Segment Open

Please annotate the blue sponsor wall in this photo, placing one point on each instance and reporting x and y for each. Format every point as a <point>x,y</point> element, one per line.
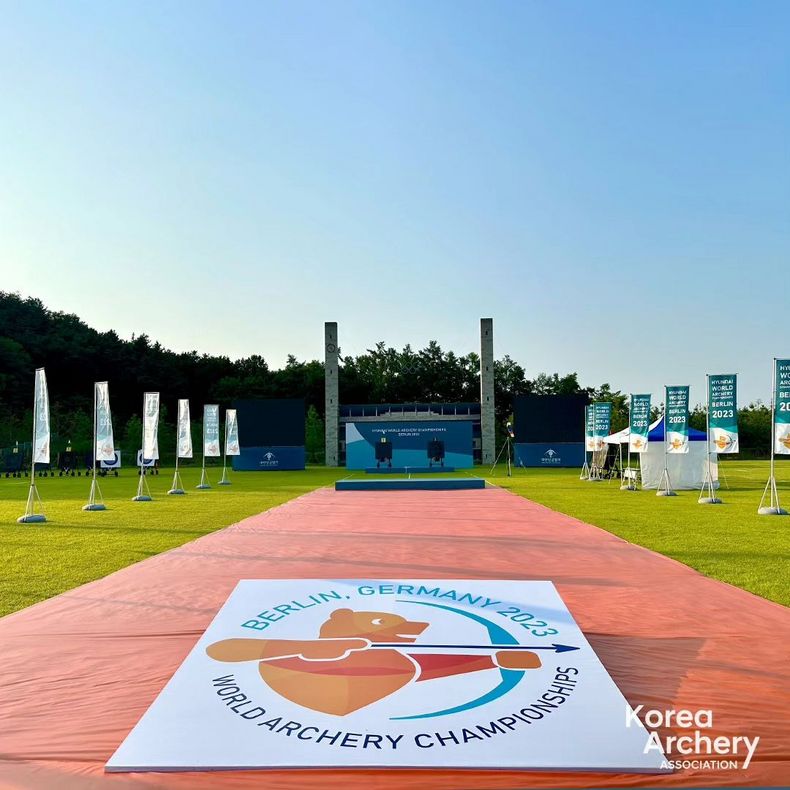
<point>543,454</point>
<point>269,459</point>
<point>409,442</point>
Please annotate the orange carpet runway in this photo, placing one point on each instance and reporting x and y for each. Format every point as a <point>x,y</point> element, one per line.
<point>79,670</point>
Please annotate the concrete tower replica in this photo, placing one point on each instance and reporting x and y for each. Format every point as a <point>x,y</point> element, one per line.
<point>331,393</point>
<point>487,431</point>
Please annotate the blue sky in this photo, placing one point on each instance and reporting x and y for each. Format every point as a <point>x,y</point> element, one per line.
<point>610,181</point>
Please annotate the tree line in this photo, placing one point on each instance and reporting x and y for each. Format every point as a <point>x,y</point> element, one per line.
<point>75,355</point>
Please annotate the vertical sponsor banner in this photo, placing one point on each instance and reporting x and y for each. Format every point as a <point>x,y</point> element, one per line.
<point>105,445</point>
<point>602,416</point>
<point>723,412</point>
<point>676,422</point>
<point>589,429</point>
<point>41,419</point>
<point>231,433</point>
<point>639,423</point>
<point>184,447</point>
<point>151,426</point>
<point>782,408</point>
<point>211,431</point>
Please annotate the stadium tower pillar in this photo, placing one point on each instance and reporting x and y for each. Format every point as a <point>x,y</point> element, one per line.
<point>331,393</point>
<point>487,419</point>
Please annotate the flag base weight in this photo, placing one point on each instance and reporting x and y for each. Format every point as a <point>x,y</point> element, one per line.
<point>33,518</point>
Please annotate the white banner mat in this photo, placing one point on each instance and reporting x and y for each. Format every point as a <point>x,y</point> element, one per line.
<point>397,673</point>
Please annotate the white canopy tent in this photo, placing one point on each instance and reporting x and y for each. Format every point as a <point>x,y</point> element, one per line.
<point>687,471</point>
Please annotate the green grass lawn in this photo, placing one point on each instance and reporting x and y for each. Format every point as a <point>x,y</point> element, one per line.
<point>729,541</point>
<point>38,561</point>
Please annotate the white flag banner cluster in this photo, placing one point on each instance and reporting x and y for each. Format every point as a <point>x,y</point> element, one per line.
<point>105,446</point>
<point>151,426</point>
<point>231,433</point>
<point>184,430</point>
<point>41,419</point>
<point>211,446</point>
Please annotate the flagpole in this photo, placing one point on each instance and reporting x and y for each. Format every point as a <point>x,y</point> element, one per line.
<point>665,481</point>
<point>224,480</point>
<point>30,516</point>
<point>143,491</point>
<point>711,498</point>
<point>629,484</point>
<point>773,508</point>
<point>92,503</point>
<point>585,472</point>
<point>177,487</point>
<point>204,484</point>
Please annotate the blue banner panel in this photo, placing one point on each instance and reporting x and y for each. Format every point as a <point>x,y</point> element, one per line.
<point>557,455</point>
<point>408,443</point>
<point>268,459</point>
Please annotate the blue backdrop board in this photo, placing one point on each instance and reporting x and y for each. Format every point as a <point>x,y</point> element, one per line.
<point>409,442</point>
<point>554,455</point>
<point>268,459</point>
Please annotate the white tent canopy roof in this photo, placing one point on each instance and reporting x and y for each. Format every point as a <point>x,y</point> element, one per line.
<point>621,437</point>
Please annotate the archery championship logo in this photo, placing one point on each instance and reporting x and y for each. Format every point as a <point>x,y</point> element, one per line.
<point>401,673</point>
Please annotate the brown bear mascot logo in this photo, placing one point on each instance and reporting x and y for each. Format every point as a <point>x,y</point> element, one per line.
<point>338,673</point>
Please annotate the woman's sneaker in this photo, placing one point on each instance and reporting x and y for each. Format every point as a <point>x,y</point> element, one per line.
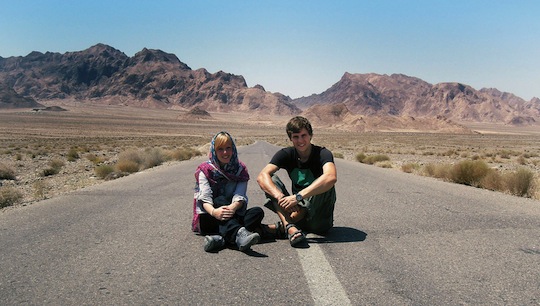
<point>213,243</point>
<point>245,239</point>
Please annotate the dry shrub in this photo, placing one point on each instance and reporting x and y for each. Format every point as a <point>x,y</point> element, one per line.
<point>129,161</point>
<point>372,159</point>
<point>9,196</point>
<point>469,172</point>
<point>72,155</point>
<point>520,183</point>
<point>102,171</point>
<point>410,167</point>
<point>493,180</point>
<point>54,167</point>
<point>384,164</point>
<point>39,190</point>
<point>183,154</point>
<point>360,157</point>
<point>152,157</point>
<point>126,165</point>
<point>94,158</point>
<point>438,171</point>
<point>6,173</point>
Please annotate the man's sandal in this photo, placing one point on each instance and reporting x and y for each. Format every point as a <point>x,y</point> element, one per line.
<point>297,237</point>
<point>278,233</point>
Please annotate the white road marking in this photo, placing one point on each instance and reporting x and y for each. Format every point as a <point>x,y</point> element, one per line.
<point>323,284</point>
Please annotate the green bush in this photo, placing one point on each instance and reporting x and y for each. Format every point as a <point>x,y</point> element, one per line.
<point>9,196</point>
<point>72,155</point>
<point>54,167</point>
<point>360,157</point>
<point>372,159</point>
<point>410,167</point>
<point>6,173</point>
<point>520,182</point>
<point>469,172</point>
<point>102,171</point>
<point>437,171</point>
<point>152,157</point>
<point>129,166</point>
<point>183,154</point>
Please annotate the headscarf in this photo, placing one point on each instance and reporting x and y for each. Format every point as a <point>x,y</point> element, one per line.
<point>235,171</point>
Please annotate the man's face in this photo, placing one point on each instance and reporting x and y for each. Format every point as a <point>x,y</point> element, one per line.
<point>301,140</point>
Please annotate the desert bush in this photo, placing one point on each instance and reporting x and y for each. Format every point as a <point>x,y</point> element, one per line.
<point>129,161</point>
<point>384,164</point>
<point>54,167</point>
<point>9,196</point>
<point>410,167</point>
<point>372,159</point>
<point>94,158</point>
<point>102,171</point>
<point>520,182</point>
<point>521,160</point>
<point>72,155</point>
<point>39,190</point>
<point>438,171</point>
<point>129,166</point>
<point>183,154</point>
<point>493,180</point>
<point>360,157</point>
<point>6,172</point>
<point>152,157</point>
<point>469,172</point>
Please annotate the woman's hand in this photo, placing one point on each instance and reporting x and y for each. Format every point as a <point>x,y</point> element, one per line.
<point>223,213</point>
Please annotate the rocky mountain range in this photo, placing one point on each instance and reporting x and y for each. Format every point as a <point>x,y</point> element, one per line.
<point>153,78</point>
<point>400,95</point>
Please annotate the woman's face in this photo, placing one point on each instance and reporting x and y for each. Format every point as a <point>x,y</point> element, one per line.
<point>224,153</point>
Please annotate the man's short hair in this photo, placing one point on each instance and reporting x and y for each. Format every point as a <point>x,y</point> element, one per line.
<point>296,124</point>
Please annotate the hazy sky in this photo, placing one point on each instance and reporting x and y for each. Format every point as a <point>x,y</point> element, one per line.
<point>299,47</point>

Segment Closed

> [WHAT YOU NEED TO DO]: Copy only the stretch running from the line containing "Please annotate the woman's hand" to the final line of the entries, both ends included, exactly as it stands.

> [COMPLETED EXERCISE]:
Please annotate the woman's hand in this photo, placing one point on each instance and reporting x and y for each. Format every point as a <point>x,y</point> element, one per line.
<point>223,213</point>
Please annotate the rocky mountain range in this photo, placing one point on each instance and reporting x and y for each. Format every point as a <point>x,y</point> element, one per line.
<point>153,78</point>
<point>400,95</point>
Please annotate the woman's face in this photo, placing one point on each instance and reporting x and y for each. Format every point as a <point>x,y</point> element, one per line.
<point>224,153</point>
Please annotate the man's short hair in this photo, placing one point on each instance and reporting x and y for each. Format every point as a <point>x,y</point> element, one per line.
<point>296,124</point>
Please annotate the hazy sky in this photo, placing one point on each instance and reporting x and y for each. Format every point as a <point>x,y</point> element, one per line.
<point>299,47</point>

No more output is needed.